Sudah sangat klise bahwa Fakultas Ekonomika dan Bisnis (FEB) UGM terkenal dengan tumpukan acara-acaranya. Bahkan julukan ‘Faculty of Event and Business’ atau ‘Fakultas Event Berkelanjutan’ sudah sangat familiar di kalangan mahasiswanya. Hampir semua organisasi formal yang ada di sini memiliki grand event-nya sendiri. Belum lagi dengan event-event lain yang seringkali tak kalah besarnya dari grand event itu sendiri. Tak heran hampir setiap bulan bisa dipastikan ada event yang sedang diselenggarakan. Terlepas dari pro dan kontra ada tidaknya event, apakah kita sudah menyelenggarakannya secara optimal, efektif, dan efisien?
Bagi saya, tujuan utama event adalah menjadi pusat pengembangan diri mahasiswa di samping mencapai goal-goal profesional dari segi finansial maupun operasional. Event yang benar adalah event yang bisa menjadi pembelajaran bagi mahasiswa. Apalagi bagi anak-anak FEB yang notabene sangat erat kaitannya dengan business conduct, negosiasi, project management, dan lain-lain. Adalah gagal suatu event ketika tidak ada value-added yang didapatkan oleh panitianya. Berikut adalah tiga blind-spot yang menyebabkan misconduct event FEB UGM.

======

Soal 1 ▸
Terjemahkan kalimat dari bacaan tentang acara di FEB UGM ini ke dalam bahasa Inggris: "Event yang benar adalah event yang bisa menjadi pembelajaran bagi mahasiswa."

[Cuplikan dari sebuah dataset]
======

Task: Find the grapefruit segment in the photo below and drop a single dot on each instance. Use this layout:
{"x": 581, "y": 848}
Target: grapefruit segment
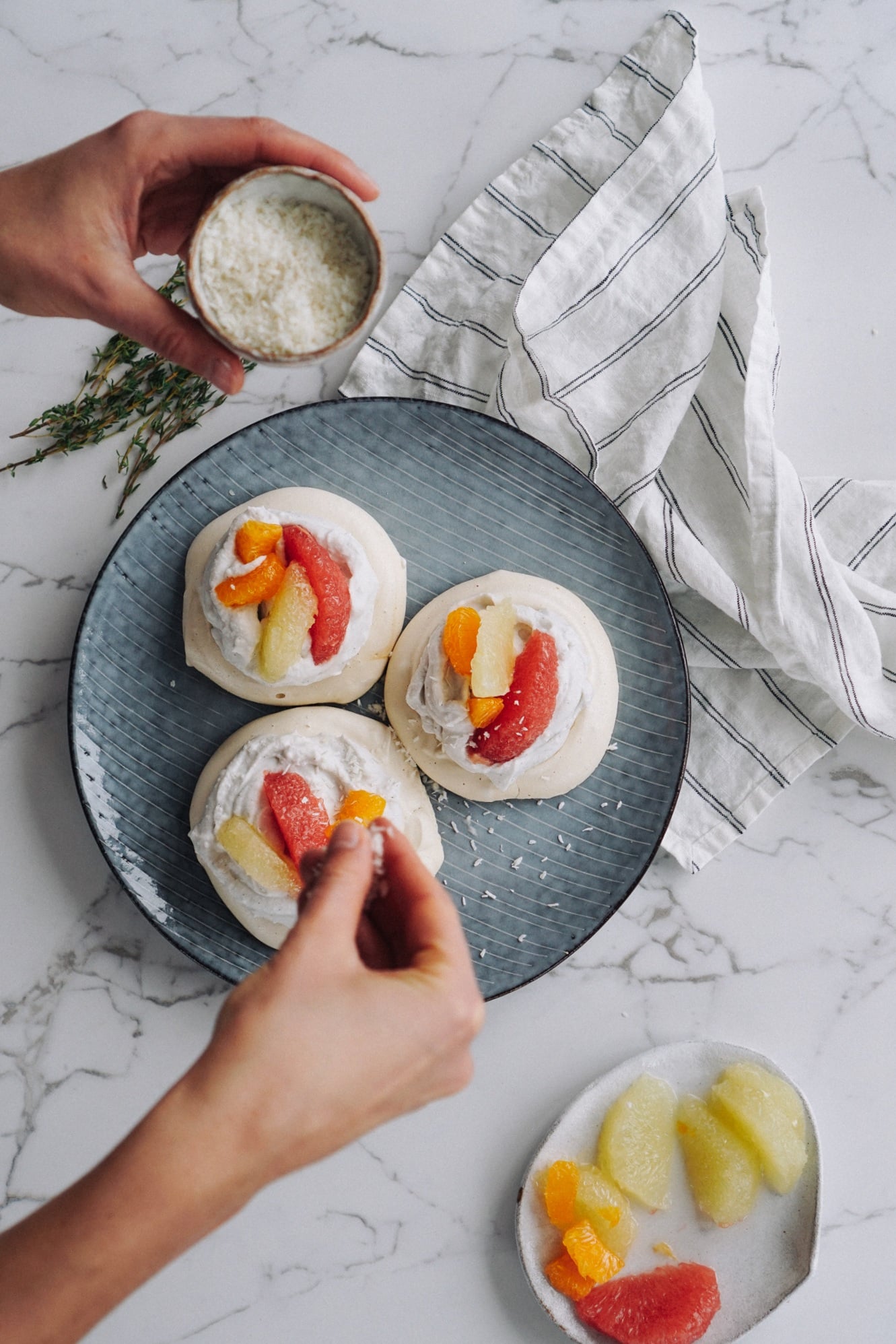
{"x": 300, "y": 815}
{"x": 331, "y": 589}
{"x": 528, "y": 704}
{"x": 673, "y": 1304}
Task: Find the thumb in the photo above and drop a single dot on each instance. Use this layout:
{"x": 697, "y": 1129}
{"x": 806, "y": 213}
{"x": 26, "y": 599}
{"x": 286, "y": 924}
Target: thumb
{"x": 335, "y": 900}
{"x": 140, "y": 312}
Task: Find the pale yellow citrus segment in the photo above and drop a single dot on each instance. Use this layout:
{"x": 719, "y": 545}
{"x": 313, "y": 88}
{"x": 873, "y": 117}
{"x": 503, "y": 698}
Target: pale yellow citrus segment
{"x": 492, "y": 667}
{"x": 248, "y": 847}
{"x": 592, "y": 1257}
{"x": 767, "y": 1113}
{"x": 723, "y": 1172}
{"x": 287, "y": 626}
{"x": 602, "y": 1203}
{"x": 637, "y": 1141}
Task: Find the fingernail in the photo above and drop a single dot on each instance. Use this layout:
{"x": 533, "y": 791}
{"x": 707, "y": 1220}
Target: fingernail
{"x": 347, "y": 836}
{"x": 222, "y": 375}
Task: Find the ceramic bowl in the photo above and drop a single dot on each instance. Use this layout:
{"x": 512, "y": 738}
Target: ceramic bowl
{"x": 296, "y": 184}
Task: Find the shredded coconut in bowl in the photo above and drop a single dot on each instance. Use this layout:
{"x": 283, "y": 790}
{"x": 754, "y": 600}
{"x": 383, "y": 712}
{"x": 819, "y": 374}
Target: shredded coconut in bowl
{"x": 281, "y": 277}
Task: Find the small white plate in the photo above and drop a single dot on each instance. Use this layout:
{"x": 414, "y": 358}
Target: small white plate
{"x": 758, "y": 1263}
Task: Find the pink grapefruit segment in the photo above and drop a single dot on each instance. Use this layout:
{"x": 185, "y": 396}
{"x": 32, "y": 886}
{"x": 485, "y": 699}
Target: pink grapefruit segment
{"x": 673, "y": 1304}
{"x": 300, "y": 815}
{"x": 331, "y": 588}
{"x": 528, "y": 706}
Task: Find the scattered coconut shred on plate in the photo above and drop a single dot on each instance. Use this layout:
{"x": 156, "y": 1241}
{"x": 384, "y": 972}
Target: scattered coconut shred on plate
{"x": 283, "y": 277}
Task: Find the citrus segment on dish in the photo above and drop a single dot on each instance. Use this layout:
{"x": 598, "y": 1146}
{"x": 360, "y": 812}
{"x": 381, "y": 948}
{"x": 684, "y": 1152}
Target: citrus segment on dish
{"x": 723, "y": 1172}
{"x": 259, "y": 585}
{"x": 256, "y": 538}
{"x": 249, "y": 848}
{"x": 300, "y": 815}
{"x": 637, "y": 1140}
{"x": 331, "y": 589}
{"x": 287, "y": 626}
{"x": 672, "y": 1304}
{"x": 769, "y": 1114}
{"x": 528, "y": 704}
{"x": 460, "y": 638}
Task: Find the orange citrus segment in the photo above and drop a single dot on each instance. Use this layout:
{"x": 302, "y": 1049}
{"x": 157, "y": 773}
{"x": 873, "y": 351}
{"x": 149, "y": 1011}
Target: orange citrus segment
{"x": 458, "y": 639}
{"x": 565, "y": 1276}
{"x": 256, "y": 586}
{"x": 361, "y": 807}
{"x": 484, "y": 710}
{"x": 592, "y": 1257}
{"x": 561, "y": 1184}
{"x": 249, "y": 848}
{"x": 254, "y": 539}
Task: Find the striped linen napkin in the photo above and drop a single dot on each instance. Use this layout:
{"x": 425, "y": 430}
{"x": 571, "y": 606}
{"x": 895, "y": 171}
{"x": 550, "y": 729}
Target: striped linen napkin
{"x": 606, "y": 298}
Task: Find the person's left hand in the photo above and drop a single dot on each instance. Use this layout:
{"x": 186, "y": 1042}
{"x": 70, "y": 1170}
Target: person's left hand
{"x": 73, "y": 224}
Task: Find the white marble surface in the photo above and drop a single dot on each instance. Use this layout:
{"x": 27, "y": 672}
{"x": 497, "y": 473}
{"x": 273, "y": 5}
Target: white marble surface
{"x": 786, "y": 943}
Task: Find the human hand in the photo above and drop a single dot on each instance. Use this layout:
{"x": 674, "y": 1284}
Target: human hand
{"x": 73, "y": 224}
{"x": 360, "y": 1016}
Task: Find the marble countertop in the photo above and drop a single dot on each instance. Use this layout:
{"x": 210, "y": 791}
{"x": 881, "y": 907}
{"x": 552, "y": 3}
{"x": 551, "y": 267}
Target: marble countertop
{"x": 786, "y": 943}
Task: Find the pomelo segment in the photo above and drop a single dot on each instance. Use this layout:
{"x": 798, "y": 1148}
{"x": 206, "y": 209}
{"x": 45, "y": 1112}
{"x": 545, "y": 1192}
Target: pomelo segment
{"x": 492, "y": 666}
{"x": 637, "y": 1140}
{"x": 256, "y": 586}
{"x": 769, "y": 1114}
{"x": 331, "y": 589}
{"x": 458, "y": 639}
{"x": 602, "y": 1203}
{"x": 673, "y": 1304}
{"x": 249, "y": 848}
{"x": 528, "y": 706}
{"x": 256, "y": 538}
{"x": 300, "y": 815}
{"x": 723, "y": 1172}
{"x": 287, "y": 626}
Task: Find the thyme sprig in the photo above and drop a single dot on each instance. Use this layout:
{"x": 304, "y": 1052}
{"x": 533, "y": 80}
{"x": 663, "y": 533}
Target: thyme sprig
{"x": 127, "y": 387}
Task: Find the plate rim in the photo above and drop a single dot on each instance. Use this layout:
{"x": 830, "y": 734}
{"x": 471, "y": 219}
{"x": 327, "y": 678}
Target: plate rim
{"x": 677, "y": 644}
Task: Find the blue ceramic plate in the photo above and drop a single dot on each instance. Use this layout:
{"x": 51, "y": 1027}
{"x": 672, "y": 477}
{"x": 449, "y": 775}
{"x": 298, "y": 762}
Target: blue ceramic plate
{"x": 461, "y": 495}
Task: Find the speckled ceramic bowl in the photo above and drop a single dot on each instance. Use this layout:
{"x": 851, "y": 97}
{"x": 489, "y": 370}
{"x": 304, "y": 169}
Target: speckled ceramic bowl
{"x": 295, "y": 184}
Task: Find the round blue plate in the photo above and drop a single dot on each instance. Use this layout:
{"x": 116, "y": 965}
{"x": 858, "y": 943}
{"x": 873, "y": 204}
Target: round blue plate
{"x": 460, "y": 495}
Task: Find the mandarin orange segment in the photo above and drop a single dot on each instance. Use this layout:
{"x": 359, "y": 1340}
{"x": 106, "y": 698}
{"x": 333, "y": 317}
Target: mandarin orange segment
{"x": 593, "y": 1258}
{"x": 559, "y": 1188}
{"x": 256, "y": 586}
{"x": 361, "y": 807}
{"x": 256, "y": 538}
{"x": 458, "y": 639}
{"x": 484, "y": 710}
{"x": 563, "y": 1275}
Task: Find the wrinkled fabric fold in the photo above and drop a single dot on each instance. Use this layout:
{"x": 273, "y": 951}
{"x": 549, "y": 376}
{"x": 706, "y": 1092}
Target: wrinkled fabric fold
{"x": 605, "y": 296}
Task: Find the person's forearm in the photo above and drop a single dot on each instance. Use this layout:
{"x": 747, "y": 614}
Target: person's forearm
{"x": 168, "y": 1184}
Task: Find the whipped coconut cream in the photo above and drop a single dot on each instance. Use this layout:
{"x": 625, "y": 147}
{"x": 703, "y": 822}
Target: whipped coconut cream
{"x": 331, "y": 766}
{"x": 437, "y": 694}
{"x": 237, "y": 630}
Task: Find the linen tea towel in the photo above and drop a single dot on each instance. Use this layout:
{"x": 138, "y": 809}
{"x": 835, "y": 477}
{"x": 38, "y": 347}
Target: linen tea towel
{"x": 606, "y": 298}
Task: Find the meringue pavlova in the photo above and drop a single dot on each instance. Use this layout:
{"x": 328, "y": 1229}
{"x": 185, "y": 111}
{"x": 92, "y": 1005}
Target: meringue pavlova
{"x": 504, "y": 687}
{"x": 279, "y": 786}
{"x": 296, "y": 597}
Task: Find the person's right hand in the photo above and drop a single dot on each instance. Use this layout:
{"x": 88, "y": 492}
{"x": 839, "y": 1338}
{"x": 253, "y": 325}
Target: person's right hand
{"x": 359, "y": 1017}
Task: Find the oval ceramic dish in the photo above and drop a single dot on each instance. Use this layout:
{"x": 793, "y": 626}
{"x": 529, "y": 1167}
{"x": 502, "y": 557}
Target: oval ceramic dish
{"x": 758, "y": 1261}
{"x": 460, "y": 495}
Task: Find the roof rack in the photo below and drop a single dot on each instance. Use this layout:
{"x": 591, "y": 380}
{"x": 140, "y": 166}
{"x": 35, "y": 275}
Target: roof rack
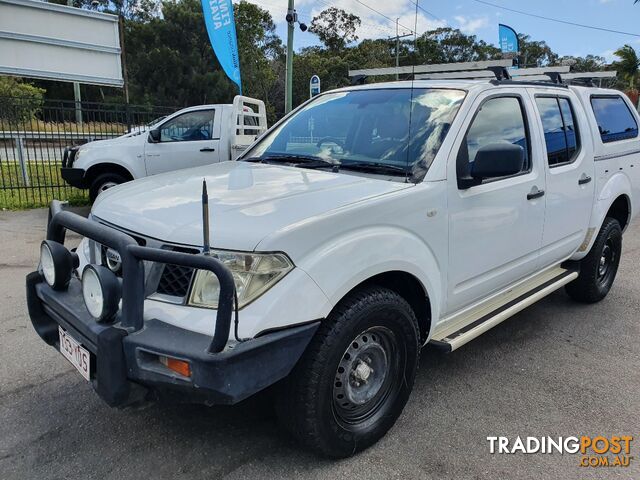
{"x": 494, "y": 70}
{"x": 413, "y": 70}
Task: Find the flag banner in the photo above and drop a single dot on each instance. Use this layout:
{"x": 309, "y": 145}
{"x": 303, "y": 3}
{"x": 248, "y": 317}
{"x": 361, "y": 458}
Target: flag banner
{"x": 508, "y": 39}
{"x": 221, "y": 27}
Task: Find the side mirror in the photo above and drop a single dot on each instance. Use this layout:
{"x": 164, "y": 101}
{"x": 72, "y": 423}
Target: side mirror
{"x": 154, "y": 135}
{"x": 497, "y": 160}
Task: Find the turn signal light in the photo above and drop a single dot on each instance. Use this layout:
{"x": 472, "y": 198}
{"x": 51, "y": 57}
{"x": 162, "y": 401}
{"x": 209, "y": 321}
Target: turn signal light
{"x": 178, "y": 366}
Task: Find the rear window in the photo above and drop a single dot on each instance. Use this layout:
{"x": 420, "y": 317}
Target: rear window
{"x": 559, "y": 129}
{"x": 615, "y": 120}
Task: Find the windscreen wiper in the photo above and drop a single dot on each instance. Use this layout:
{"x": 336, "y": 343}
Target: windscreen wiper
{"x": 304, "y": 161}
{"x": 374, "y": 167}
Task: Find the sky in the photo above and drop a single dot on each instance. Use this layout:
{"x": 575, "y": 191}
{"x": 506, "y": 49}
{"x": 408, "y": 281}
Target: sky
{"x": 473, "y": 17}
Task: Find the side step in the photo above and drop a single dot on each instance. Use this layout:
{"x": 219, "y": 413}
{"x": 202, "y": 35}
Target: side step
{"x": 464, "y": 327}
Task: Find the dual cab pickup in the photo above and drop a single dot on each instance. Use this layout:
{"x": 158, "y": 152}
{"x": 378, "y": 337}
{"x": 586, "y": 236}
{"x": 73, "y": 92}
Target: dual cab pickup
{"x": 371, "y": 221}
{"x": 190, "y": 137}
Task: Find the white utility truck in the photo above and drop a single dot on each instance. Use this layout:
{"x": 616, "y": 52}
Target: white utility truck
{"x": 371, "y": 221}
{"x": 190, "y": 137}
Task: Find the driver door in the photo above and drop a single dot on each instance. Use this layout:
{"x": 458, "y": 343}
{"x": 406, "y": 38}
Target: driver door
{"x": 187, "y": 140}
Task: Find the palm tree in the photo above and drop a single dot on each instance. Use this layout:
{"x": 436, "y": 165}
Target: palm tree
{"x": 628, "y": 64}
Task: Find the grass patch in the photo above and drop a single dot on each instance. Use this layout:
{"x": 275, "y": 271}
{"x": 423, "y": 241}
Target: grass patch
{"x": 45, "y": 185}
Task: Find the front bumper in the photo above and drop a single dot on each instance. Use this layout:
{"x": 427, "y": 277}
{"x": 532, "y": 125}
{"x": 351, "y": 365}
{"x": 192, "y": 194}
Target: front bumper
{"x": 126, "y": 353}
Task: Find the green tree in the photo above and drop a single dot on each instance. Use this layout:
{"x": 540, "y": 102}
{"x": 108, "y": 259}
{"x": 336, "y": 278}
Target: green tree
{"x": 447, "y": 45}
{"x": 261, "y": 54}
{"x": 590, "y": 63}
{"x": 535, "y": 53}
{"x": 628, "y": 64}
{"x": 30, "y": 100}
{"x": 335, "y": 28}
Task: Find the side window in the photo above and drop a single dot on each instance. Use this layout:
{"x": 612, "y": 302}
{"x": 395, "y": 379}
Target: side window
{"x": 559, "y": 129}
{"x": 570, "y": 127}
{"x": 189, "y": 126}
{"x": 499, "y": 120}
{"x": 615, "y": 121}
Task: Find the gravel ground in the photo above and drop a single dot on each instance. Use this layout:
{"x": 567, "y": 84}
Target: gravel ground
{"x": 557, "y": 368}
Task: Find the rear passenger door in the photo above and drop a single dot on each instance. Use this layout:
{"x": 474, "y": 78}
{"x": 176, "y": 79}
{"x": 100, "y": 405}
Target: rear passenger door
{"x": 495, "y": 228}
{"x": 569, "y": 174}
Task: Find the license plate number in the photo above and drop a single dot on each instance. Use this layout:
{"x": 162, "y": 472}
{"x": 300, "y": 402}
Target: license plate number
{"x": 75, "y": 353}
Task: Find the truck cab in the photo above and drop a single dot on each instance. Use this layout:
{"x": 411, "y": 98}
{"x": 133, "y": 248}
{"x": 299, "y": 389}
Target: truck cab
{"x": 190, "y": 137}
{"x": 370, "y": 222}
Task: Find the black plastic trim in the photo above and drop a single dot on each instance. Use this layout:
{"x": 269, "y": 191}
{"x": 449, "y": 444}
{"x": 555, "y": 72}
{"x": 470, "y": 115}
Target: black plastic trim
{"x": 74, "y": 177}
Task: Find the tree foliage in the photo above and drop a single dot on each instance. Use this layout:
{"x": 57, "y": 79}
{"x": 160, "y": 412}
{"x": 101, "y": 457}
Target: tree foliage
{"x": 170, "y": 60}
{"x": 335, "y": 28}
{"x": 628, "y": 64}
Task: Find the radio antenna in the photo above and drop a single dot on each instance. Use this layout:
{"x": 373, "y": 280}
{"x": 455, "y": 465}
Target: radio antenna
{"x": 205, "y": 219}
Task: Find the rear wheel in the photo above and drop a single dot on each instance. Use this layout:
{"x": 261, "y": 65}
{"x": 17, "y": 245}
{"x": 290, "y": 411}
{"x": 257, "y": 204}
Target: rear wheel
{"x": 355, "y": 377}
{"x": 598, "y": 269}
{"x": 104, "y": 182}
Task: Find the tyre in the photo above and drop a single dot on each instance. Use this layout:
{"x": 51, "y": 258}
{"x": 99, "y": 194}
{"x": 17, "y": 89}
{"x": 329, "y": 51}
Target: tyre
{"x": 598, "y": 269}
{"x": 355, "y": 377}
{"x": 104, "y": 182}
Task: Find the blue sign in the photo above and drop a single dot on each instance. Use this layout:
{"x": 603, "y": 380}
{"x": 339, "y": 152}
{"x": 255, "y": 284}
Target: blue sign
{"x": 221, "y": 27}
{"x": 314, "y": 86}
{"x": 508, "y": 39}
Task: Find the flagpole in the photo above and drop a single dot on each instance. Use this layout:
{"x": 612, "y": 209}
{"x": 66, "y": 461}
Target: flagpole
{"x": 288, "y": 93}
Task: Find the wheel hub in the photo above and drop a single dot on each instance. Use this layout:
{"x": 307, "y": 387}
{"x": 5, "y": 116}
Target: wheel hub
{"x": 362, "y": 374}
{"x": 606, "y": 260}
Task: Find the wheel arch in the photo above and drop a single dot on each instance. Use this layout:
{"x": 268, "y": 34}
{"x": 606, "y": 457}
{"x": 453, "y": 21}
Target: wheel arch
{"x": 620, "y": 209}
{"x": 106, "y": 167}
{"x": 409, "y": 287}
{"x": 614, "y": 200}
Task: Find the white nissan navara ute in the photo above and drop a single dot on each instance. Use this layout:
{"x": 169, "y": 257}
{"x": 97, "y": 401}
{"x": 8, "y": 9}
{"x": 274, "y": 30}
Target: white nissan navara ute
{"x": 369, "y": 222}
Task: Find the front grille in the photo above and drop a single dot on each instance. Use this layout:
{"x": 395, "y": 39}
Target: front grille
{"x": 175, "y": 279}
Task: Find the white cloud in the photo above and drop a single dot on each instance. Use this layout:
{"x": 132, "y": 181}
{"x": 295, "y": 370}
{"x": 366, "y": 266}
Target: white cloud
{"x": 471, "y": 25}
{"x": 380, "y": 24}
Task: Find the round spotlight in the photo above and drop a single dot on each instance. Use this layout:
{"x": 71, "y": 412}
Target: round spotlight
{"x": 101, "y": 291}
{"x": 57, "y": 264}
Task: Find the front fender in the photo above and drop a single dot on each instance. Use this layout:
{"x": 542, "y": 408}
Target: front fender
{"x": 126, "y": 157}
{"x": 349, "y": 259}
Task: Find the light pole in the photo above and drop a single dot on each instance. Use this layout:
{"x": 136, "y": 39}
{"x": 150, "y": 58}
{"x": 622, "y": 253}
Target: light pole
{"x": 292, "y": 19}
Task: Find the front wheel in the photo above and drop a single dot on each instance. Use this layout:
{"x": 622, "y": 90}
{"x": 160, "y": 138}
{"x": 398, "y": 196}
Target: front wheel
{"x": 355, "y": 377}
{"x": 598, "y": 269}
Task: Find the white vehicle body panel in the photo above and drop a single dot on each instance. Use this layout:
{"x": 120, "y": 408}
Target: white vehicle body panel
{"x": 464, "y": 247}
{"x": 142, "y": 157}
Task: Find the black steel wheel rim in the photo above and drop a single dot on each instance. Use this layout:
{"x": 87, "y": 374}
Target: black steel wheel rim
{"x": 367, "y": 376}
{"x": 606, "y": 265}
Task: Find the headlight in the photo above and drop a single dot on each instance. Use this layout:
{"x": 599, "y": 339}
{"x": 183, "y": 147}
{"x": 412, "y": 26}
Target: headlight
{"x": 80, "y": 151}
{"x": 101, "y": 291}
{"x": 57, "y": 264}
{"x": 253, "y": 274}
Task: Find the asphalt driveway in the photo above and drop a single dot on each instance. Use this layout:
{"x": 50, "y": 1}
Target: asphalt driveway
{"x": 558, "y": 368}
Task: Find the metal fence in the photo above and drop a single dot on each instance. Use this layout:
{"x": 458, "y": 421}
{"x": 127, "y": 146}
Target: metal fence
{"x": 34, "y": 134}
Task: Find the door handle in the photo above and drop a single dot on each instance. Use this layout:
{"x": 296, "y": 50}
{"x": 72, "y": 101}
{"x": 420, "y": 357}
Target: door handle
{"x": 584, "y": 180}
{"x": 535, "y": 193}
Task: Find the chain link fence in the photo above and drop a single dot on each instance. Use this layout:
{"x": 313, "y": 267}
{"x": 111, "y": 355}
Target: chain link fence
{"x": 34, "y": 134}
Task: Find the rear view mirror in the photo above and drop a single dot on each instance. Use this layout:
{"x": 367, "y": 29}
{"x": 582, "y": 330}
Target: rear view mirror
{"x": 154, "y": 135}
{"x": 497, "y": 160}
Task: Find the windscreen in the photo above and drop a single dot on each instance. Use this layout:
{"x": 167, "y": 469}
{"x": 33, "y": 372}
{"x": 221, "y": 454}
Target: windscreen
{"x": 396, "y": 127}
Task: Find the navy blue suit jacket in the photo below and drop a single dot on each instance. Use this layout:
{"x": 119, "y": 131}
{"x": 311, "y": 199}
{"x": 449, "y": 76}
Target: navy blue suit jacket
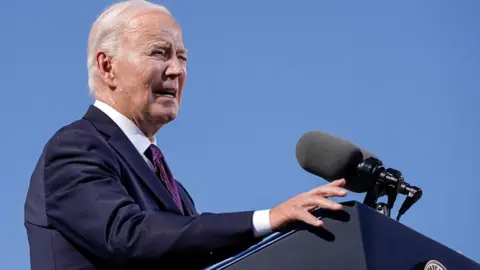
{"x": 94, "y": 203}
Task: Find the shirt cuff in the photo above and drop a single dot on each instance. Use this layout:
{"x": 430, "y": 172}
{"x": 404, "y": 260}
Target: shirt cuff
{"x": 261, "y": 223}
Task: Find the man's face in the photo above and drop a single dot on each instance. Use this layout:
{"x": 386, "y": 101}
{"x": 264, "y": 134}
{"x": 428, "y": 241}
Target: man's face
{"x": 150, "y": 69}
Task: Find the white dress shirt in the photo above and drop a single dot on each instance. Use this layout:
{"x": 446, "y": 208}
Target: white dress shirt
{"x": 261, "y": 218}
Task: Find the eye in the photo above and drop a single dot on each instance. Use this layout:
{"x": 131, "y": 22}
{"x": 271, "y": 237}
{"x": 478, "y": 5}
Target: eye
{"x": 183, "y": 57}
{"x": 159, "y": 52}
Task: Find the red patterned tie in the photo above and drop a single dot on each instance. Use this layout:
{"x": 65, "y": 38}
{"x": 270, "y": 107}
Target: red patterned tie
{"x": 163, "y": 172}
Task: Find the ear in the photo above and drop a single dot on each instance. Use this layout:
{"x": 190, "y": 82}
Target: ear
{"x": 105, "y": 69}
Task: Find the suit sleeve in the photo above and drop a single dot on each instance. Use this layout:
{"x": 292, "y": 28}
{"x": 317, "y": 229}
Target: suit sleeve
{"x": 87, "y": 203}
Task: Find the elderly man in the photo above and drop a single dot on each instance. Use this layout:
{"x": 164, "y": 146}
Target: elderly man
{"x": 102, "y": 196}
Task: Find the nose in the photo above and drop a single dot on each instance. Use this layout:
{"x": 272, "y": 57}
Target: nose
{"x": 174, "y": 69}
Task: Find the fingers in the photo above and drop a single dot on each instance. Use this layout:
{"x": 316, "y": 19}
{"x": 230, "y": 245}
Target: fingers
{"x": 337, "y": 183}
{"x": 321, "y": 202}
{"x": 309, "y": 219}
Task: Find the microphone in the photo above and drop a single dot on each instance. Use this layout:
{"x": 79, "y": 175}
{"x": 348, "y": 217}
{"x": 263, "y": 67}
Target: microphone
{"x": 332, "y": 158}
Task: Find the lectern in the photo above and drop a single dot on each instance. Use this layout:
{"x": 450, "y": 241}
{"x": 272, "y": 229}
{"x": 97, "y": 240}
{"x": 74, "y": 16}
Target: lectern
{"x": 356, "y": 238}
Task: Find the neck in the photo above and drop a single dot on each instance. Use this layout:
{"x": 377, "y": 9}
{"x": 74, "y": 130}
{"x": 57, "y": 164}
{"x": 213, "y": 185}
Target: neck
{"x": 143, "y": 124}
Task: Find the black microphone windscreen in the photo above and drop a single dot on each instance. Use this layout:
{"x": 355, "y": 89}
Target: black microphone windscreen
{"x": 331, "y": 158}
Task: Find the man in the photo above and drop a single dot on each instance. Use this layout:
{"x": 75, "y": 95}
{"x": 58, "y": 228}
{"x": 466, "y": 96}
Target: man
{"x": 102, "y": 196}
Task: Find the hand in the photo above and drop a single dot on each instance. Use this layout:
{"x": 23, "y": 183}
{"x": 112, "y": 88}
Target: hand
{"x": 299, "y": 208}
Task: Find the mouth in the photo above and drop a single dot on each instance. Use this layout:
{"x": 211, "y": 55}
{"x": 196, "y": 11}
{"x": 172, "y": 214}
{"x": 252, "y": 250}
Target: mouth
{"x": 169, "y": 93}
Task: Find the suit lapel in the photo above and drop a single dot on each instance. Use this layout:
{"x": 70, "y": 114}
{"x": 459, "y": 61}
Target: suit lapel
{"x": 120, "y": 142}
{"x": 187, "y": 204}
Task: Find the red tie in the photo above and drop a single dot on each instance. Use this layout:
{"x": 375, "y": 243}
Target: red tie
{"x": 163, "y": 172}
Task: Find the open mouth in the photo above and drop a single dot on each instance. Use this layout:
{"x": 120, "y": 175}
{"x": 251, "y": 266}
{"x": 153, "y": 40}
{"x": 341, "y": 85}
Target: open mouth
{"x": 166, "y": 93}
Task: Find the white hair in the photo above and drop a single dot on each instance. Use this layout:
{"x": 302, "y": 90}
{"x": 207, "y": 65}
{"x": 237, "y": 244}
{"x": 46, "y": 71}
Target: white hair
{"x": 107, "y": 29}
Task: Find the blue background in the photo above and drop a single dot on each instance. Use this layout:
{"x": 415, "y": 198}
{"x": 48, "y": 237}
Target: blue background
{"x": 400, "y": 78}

======

Soal 2 ▸
Sebutkan jumlah baris dalam entri di atas yang memuat kata "thumb". Huruf besar dan kecil dibedakan, dan jawab dengan angkanya saja.

Jawaban Benar 1 ▸
A proper event is one that can serve as a learning experience for students.

Jawaban Benar 2 ▸
2